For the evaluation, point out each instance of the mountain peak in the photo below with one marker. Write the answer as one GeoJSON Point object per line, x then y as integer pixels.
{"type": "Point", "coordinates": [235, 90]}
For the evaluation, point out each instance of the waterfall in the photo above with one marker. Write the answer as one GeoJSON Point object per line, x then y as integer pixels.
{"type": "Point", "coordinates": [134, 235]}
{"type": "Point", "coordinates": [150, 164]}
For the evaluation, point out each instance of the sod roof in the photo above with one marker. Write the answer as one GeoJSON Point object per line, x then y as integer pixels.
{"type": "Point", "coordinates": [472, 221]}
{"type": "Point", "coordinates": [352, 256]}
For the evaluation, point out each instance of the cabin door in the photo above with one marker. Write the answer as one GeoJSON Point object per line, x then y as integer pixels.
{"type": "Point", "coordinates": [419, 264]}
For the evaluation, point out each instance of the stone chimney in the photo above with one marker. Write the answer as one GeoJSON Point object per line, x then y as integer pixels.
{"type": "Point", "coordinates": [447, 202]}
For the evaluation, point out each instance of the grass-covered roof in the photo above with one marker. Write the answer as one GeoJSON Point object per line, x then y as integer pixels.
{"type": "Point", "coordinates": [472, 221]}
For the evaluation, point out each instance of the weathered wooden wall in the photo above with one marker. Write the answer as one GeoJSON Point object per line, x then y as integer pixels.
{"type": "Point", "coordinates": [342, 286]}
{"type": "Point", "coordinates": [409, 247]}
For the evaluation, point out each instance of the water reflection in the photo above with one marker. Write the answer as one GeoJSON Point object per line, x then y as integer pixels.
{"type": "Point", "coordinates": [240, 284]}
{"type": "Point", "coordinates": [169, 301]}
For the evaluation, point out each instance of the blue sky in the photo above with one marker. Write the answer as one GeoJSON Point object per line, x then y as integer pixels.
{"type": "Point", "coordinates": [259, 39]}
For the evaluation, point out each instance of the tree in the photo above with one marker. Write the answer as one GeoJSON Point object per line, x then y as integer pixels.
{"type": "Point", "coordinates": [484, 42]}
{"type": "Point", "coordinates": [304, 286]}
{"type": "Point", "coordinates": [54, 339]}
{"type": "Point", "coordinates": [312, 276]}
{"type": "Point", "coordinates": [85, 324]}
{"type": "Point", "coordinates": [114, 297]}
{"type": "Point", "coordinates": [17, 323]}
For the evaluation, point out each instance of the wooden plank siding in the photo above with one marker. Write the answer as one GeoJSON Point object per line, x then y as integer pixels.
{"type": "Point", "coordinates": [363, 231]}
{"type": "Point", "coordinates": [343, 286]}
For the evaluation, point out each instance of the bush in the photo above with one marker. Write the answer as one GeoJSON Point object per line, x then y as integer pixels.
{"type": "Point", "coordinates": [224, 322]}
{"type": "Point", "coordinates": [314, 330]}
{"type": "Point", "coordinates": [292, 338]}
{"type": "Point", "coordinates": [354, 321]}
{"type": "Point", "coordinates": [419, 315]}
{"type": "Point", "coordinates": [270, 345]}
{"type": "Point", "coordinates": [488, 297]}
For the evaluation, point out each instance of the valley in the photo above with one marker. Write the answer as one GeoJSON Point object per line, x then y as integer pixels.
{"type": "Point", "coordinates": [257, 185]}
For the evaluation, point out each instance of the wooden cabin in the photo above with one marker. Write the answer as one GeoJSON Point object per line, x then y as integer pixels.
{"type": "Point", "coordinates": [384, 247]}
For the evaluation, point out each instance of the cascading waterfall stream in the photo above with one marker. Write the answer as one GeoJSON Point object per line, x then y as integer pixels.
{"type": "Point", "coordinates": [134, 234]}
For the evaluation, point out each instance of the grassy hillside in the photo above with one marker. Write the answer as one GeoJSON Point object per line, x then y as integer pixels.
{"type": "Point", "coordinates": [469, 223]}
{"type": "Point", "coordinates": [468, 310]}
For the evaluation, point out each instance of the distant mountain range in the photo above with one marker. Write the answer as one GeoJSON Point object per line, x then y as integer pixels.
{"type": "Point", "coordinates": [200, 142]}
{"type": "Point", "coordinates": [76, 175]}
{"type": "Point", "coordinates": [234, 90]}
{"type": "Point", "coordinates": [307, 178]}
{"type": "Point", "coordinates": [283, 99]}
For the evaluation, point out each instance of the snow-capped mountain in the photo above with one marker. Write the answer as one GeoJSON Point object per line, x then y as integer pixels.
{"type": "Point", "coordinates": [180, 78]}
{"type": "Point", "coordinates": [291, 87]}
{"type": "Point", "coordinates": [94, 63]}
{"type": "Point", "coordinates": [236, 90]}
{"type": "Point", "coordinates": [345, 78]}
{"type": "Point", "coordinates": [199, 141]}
###
## REQUIRED WORK
Return each entry from above without altering a single character.

## SOLUTION TO THIS PROBLEM
For the evaluation, point out each instance of the mountain peak in the photo below with one marker. Write the answer as one GeoJSON Point object per line, x then y as integer pixels.
{"type": "Point", "coordinates": [235, 90]}
For the evaluation, point out each instance of the waterfall in the photo above with one marker. Write the answer as one GeoJSON Point object per line, x then y as integer pixels.
{"type": "Point", "coordinates": [134, 235]}
{"type": "Point", "coordinates": [150, 164]}
For the evaluation, point out each instance of the sod roof in the photo above with one marker. Write the answer as one GeoJSON Point object per line, x then y as integer pixels.
{"type": "Point", "coordinates": [472, 221]}
{"type": "Point", "coordinates": [352, 256]}
For the evaluation, point out each instance of the cabin door in the photo above with one marker. Write the answer as one GeoJSON Point object per line, x then y as integer pixels.
{"type": "Point", "coordinates": [419, 264]}
For the evaluation, point out each instance of the stone chimney in the photo above with one marker. Write the answer as one GeoJSON Point object per line, x then y as integer pixels.
{"type": "Point", "coordinates": [447, 202]}
For the evaluation, point out each instance of the grass-covered roof in the photo above with one marker. Write the answer as one GeoJSON Point object per line, x then y as integer pixels.
{"type": "Point", "coordinates": [472, 221]}
For the evaluation, point out each instance of the weathered wooden wall in the photo above with one marker. Write the answer as one GeoJSON Point object per line, x then y as integer pixels.
{"type": "Point", "coordinates": [342, 286]}
{"type": "Point", "coordinates": [409, 247]}
For the evaluation, point out each instance of the water reflection in the photo above with one marker. Write the answer as one GeoJSON Point object per line, x then y as integer pixels.
{"type": "Point", "coordinates": [240, 284]}
{"type": "Point", "coordinates": [169, 301]}
For the evaluation, point out each instance of the blue sky in the photo above with one marker. Write the answer as one GeoJSON Point object per line, x then y as integer pixels.
{"type": "Point", "coordinates": [259, 39]}
For the evaluation, point out each instance of the tree in the photo above with one marker. Write the answer as one GeoJSON Point object per line, x then y as integer pixels.
{"type": "Point", "coordinates": [484, 42]}
{"type": "Point", "coordinates": [304, 286]}
{"type": "Point", "coordinates": [54, 339]}
{"type": "Point", "coordinates": [312, 276]}
{"type": "Point", "coordinates": [85, 324]}
{"type": "Point", "coordinates": [114, 297]}
{"type": "Point", "coordinates": [17, 323]}
For the evaluation, point out each instance of the wooden plank siding in the photo above with one marker. Write the answer as one GeoJSON Point object per line, x then y as integer pixels.
{"type": "Point", "coordinates": [363, 231]}
{"type": "Point", "coordinates": [343, 286]}
For the evaluation, point out each instance of the bush in the photo above with one marker. Write the answer as one GeoJSON Point object per line, x then y as integer pixels.
{"type": "Point", "coordinates": [224, 322]}
{"type": "Point", "coordinates": [314, 330]}
{"type": "Point", "coordinates": [292, 338]}
{"type": "Point", "coordinates": [354, 321]}
{"type": "Point", "coordinates": [419, 315]}
{"type": "Point", "coordinates": [270, 345]}
{"type": "Point", "coordinates": [488, 297]}
For the evaluation, point out each instance of the valley in the photo above with one marker. Write the answer as one GeoJSON Point object per line, x then y as integer pixels.
{"type": "Point", "coordinates": [257, 185]}
For the evaluation, point out each instance of the wooden cabin in the photo above with one marker. Write the answer as one GeoJSON Point object per line, x then y as integer pixels.
{"type": "Point", "coordinates": [384, 247]}
For the evaluation, point out each instance of the cascading waterfall stream in the photo above with one marker. Write the answer as one GeoJSON Point object per line, x then y as integer pixels.
{"type": "Point", "coordinates": [134, 234]}
For the evaluation, point out each instance of the grassy hillside in the photo above with one marker. Write the answer as one GeoJSON Point object per line, x then y as integer pixels.
{"type": "Point", "coordinates": [469, 223]}
{"type": "Point", "coordinates": [468, 310]}
For the evaluation, point out each instance of the distant mountain range in the photo above with one marker. Write the answer as one GeoJSON Point object per line, x then y as integer pixels.
{"type": "Point", "coordinates": [200, 142]}
{"type": "Point", "coordinates": [76, 175]}
{"type": "Point", "coordinates": [234, 90]}
{"type": "Point", "coordinates": [307, 178]}
{"type": "Point", "coordinates": [283, 99]}
For the evaluation, point out each instance of the snow-capped mountain in the photo above with one marker. Write the answer as one GeoJSON Point object per line, x then y as integer pixels.
{"type": "Point", "coordinates": [180, 78]}
{"type": "Point", "coordinates": [291, 87]}
{"type": "Point", "coordinates": [94, 63]}
{"type": "Point", "coordinates": [236, 90]}
{"type": "Point", "coordinates": [345, 78]}
{"type": "Point", "coordinates": [199, 141]}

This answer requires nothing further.